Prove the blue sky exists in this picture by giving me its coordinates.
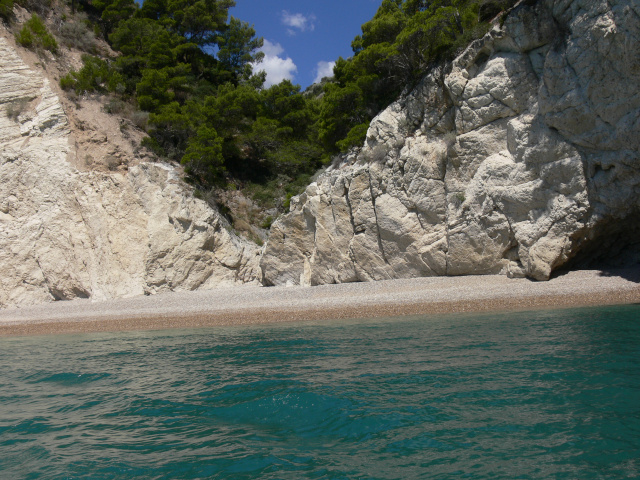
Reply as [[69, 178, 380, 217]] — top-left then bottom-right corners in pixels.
[[229, 0, 381, 89]]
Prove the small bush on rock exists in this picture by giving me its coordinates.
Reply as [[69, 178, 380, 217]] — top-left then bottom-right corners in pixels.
[[0, 0, 13, 20], [16, 13, 58, 53]]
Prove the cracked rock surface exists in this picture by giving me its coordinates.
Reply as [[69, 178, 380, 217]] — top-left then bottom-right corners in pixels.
[[0, 38, 259, 307], [261, 0, 640, 285]]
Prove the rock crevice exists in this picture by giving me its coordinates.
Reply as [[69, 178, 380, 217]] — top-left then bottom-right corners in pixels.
[[261, 0, 640, 285]]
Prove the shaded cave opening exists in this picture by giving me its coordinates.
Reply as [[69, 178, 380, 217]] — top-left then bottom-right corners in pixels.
[[560, 211, 640, 276]]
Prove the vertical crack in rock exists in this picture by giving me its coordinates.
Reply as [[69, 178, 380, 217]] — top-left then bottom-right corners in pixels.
[[367, 169, 389, 265]]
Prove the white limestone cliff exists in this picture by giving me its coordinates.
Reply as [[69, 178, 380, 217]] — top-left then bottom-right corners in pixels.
[[0, 38, 260, 307], [261, 0, 640, 285]]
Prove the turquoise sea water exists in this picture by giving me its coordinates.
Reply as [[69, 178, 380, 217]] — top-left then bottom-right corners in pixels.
[[0, 306, 640, 480]]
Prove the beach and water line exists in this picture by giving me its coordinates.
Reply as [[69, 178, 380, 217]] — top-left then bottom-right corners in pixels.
[[0, 269, 640, 480], [0, 267, 640, 336]]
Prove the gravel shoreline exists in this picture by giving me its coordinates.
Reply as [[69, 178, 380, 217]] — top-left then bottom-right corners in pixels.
[[0, 267, 640, 336]]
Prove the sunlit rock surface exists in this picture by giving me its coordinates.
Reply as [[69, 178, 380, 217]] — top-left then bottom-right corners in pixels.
[[261, 0, 640, 285], [0, 38, 259, 307]]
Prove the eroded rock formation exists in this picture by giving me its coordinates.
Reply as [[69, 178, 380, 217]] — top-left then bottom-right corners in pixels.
[[261, 0, 640, 285], [0, 38, 259, 307]]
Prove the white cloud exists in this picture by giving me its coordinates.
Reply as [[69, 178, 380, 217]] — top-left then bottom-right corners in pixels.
[[253, 40, 298, 87], [313, 62, 336, 83], [281, 10, 316, 35]]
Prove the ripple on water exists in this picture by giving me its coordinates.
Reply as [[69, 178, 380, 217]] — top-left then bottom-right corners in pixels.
[[0, 306, 640, 479]]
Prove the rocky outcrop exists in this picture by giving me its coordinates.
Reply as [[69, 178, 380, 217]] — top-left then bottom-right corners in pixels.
[[0, 38, 259, 307], [261, 0, 640, 285]]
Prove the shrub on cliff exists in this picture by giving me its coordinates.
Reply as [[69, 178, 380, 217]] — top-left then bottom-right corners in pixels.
[[0, 0, 13, 20], [16, 13, 58, 53]]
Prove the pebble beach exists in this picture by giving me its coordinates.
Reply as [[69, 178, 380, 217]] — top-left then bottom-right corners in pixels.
[[0, 267, 640, 336]]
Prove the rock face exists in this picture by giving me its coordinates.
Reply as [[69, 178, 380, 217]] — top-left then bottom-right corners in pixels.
[[0, 38, 260, 307], [261, 0, 640, 285]]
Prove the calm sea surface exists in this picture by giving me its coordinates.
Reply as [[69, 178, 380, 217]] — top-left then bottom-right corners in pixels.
[[0, 306, 640, 480]]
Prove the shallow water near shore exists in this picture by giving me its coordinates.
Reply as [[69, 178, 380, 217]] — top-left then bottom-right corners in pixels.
[[0, 305, 640, 479]]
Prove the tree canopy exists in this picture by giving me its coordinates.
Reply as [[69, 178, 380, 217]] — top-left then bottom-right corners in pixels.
[[61, 0, 513, 204]]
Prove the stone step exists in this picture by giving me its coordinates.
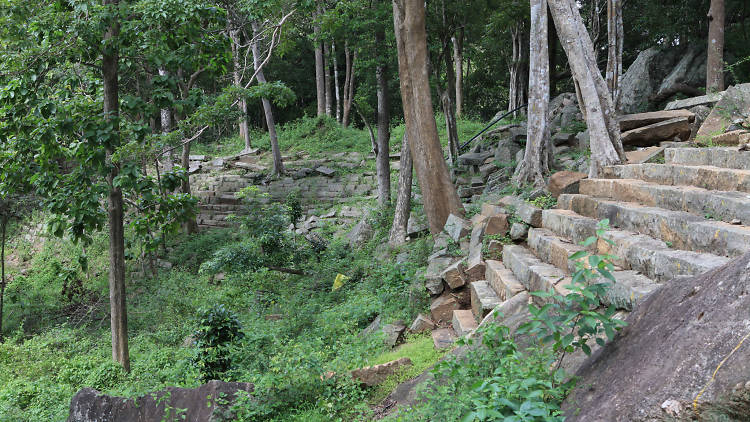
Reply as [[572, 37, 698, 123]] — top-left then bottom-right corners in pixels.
[[601, 164, 750, 192], [557, 194, 750, 257], [528, 229, 660, 310], [542, 209, 729, 283], [469, 280, 502, 320], [579, 179, 750, 225], [453, 309, 479, 337], [664, 148, 750, 170]]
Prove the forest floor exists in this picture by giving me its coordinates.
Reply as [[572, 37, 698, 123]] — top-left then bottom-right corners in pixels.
[[0, 119, 483, 421]]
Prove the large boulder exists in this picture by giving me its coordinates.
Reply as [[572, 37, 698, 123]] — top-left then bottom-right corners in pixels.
[[563, 254, 750, 422], [68, 381, 253, 422]]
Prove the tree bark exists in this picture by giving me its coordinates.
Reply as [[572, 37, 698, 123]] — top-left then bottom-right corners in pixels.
[[251, 21, 284, 176], [706, 0, 725, 92], [229, 28, 252, 150], [393, 0, 464, 234], [452, 28, 464, 119], [102, 0, 130, 372], [323, 43, 333, 116], [508, 22, 528, 117], [388, 132, 414, 246], [513, 0, 552, 187], [375, 27, 391, 207], [606, 0, 625, 112], [331, 43, 341, 123], [341, 44, 357, 127], [159, 68, 174, 170], [548, 0, 625, 178], [313, 1, 326, 116]]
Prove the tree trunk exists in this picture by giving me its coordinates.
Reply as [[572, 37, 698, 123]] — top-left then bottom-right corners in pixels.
[[606, 0, 625, 112], [388, 132, 414, 246], [375, 27, 391, 207], [323, 43, 333, 116], [251, 21, 284, 176], [706, 0, 725, 92], [331, 43, 341, 123], [229, 28, 252, 150], [159, 68, 174, 170], [513, 0, 552, 187], [452, 28, 464, 119], [393, 0, 464, 234], [313, 1, 326, 116], [548, 0, 625, 178], [341, 44, 357, 127], [508, 22, 528, 117], [102, 0, 130, 372], [0, 215, 8, 343]]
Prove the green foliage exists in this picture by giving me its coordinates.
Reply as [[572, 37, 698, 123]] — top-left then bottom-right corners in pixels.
[[194, 305, 244, 382], [391, 324, 572, 422], [519, 220, 625, 359]]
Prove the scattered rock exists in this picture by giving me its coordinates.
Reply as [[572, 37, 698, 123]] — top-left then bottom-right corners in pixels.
[[68, 381, 253, 422], [352, 358, 412, 387], [409, 314, 435, 333], [510, 223, 529, 240], [547, 171, 588, 198]]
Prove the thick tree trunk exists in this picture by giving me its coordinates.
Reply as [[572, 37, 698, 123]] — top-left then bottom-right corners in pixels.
[[452, 28, 464, 119], [323, 43, 333, 116], [548, 0, 625, 178], [513, 0, 552, 187], [375, 28, 391, 207], [331, 43, 341, 123], [102, 0, 130, 372], [341, 44, 357, 127], [313, 1, 326, 116], [229, 28, 252, 150], [251, 22, 284, 176], [508, 22, 528, 117], [706, 0, 726, 92], [393, 0, 464, 234], [388, 132, 414, 246], [606, 0, 625, 112]]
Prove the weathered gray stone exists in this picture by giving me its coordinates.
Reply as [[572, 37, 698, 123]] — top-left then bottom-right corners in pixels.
[[443, 214, 471, 242], [470, 280, 502, 320], [452, 309, 479, 337], [510, 223, 529, 240], [351, 358, 412, 387], [68, 381, 254, 422], [409, 314, 435, 333]]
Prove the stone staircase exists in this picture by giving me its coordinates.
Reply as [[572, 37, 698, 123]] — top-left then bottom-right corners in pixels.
[[502, 148, 750, 310], [425, 147, 750, 345]]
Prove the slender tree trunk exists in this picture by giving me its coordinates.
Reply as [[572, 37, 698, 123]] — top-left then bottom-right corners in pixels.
[[513, 0, 552, 187], [375, 27, 391, 207], [548, 0, 625, 178], [393, 0, 464, 234], [229, 28, 252, 150], [159, 68, 174, 170], [102, 0, 130, 372], [388, 132, 414, 246], [323, 43, 333, 116], [313, 0, 326, 116], [331, 43, 341, 123], [706, 0, 726, 92], [251, 21, 284, 176], [0, 215, 8, 343], [452, 28, 464, 119], [606, 0, 625, 112], [341, 44, 357, 127]]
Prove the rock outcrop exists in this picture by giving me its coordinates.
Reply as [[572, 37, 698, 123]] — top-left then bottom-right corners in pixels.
[[564, 253, 750, 422], [67, 381, 253, 422]]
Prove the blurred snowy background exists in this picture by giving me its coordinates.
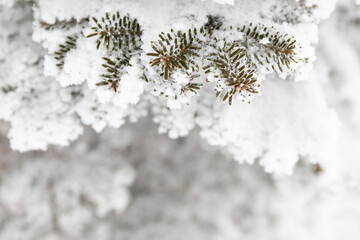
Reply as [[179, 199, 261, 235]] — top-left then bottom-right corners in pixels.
[[0, 0, 360, 240]]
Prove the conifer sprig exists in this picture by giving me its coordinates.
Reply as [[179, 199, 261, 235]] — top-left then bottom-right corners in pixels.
[[146, 28, 205, 80], [204, 42, 260, 105], [96, 57, 131, 92], [86, 12, 142, 51], [237, 23, 298, 72], [54, 35, 77, 69]]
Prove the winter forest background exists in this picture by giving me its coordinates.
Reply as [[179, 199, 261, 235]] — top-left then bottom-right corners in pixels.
[[0, 0, 360, 240]]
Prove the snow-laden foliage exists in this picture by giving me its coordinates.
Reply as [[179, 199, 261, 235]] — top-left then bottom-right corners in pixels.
[[0, 129, 134, 240], [0, 0, 339, 173]]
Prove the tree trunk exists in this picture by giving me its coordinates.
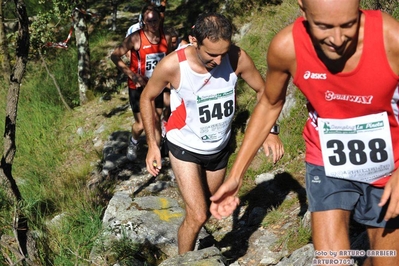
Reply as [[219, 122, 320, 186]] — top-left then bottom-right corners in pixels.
[[0, 1, 11, 81], [111, 0, 118, 31], [0, 0, 37, 265], [73, 8, 90, 105]]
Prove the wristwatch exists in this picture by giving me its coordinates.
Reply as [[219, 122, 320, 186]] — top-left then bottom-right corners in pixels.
[[270, 124, 280, 135]]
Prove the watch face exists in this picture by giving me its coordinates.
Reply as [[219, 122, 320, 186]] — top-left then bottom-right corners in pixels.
[[270, 125, 280, 134]]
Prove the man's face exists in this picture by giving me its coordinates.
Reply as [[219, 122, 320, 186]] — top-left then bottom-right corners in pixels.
[[194, 38, 231, 69], [143, 11, 161, 32], [303, 0, 360, 60]]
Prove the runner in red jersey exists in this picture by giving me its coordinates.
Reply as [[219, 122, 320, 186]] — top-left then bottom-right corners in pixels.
[[111, 4, 171, 161], [211, 0, 399, 265]]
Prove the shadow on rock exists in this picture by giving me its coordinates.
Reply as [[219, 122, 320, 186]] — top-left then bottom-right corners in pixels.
[[216, 172, 308, 262]]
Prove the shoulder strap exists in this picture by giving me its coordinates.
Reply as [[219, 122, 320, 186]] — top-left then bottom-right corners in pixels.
[[176, 48, 187, 62]]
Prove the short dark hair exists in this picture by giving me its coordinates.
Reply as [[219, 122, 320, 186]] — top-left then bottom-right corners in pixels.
[[141, 4, 161, 20], [193, 12, 233, 45]]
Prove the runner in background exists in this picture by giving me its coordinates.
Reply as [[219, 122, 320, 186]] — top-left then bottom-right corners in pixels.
[[111, 4, 171, 161]]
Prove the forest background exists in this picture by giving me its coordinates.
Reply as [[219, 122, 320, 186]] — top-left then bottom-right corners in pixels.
[[0, 0, 399, 265]]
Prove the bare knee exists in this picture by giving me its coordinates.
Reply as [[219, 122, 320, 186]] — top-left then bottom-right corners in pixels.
[[184, 212, 209, 230]]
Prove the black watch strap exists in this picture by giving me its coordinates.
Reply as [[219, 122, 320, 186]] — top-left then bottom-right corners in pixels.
[[270, 124, 280, 135]]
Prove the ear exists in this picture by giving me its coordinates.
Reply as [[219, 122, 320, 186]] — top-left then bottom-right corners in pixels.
[[298, 0, 306, 19], [190, 36, 198, 48]]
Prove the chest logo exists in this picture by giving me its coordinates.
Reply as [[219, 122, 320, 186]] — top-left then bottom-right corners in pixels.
[[303, 71, 327, 79], [325, 91, 373, 104]]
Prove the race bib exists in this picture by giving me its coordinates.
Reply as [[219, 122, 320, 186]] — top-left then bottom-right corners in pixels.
[[144, 53, 165, 78], [318, 112, 394, 183], [197, 87, 235, 142]]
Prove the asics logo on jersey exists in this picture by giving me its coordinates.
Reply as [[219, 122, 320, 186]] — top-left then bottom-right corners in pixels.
[[303, 71, 327, 79], [312, 175, 321, 184], [325, 91, 373, 104]]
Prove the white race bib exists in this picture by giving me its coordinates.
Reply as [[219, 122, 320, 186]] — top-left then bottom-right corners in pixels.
[[318, 112, 394, 183], [196, 87, 235, 142]]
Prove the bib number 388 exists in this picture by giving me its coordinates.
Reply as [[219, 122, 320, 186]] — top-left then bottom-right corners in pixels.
[[318, 112, 394, 183]]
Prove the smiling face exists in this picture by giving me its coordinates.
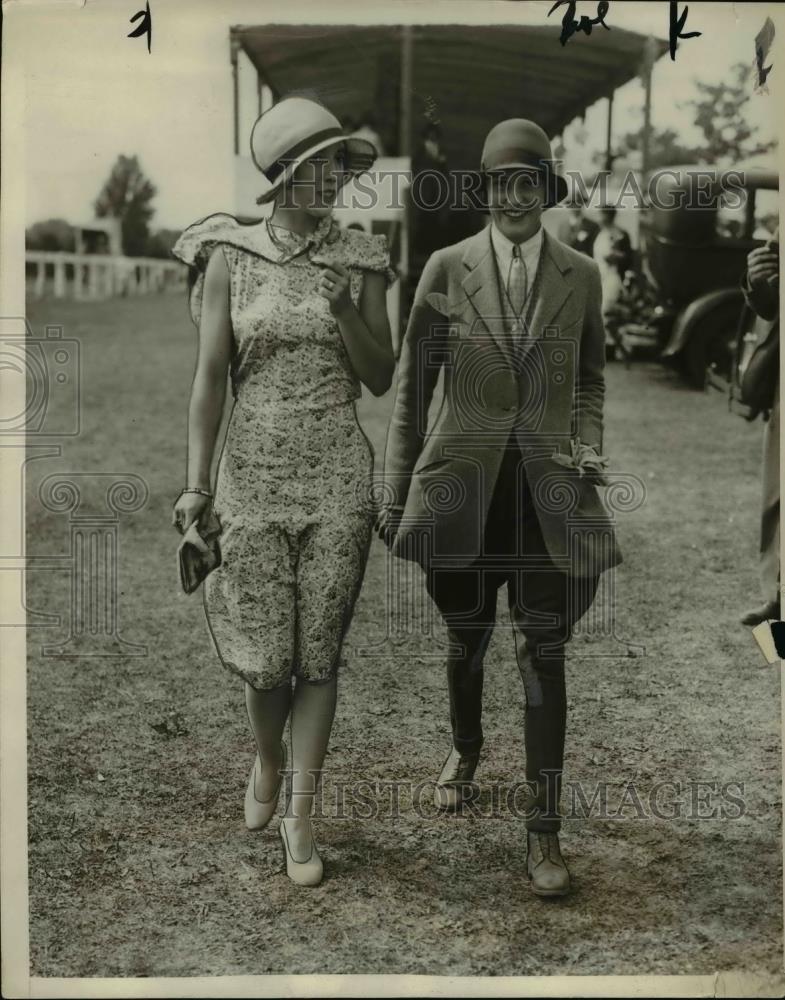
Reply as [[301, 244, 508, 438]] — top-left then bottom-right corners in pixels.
[[488, 167, 548, 243], [284, 142, 346, 219]]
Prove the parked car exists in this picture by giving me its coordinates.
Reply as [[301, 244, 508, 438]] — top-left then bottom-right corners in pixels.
[[617, 166, 779, 388]]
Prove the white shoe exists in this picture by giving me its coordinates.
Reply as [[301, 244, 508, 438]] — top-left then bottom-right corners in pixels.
[[245, 743, 286, 830], [278, 819, 324, 885]]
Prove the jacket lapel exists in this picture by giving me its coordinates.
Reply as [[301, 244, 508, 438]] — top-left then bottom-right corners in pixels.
[[461, 226, 572, 364], [518, 232, 572, 358], [461, 226, 513, 363]]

• Instructions for the task
Copy out verbatim every line of the records from the one containing "Prove the shoulder" down to the one containing "184], [325, 91, 373, 104]]", including both of those lines.

• Exercise response
Prove the shoulder strap exists in this picture by giving me its coordinates.
Reply as [[219, 122, 320, 186]] — top-left then bottom-right corners in pixels.
[[176, 48, 187, 62]]
Prove the short dark hair exists in this picture by giving me its coordinates.
Reply as [[219, 122, 320, 186]] — top-left then bottom-right corners in pixels.
[[141, 4, 161, 20], [193, 12, 233, 45]]
Prove the runner in background exists in this picture by giving me its coordinates.
Reply as [[219, 122, 320, 186]] — top-left then bottom-right corners in pixels.
[[111, 4, 171, 161]]
Prove the forest background exists in this picture by giving me its coordinates.
Reply as [[219, 122, 320, 186]] — top-left then bottom-right corners in pixels.
[[0, 0, 399, 265]]
Prove the bare knee exists in this picture by giving me its coordinates.
Reply as [[219, 122, 320, 186]] — top-left then bottom-right corners in pixels.
[[184, 212, 209, 230]]
Prove the black watch strap exists in this picture by giving me its coordinates.
Reply as [[219, 122, 320, 186]] — top-left then bottom-right corners in pixels.
[[270, 124, 280, 135]]
Prove the ear exists in this picture by giving me its coordinates.
Reply as [[219, 122, 320, 186]] — top-left then bottom-right corners in pixels.
[[298, 0, 306, 19], [190, 36, 198, 48]]
Prove the chest logo exists in this picture by giving me its coordinates.
Reply as [[219, 122, 320, 186]] — top-left then bottom-right corners in pixels.
[[303, 71, 327, 79], [325, 91, 373, 104]]
Prove the race bib exists in this picture by giving me its coordinates.
Reply as [[219, 122, 320, 186]] — top-left then bottom-right corners in pixels.
[[144, 53, 165, 78], [318, 112, 394, 183], [197, 87, 235, 142]]
Prove the asics logo on jersey exists in this picture by giving me its coordinates.
Reply as [[219, 122, 320, 186]] — top-left then bottom-right corners in pixels.
[[303, 71, 327, 79], [312, 175, 321, 184], [325, 91, 373, 104]]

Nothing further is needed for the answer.